Activity → Repeat the listing exactly, line by line.

Available data →
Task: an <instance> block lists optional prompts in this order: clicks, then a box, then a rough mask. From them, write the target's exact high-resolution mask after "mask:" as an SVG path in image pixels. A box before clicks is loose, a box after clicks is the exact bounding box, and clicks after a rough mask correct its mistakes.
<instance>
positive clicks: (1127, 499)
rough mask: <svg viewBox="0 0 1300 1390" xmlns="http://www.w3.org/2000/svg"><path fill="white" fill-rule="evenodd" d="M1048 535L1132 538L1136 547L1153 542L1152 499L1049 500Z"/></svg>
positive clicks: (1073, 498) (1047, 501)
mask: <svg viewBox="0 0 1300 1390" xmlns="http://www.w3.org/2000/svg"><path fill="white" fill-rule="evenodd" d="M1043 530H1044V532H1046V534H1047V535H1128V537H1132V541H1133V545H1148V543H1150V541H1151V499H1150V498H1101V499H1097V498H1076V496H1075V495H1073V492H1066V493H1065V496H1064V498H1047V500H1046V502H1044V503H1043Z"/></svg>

Response for this exercise →
Task: an <instance> block lists optional prompts in this order: clicks, then a box, then a rough mask. From them, write the target's exact high-resolution mask after "mask:" as an SVG path in image pixels. A box before clicks is loose, a box after clicks is the exact bounding box, and clicks after a rough mask correct its mistakes.
<instance>
positive clicks: (1127, 499)
rough mask: <svg viewBox="0 0 1300 1390" xmlns="http://www.w3.org/2000/svg"><path fill="white" fill-rule="evenodd" d="M1048 535L1132 538L1136 547L1153 542L1152 499L1049 500Z"/></svg>
positive clicks: (1073, 498) (1047, 501)
mask: <svg viewBox="0 0 1300 1390" xmlns="http://www.w3.org/2000/svg"><path fill="white" fill-rule="evenodd" d="M1043 530H1044V532H1046V534H1047V535H1128V537H1132V541H1133V545H1148V543H1150V541H1151V499H1150V498H1101V499H1097V498H1076V496H1075V495H1073V492H1066V493H1065V496H1064V498H1047V500H1046V502H1044V503H1043Z"/></svg>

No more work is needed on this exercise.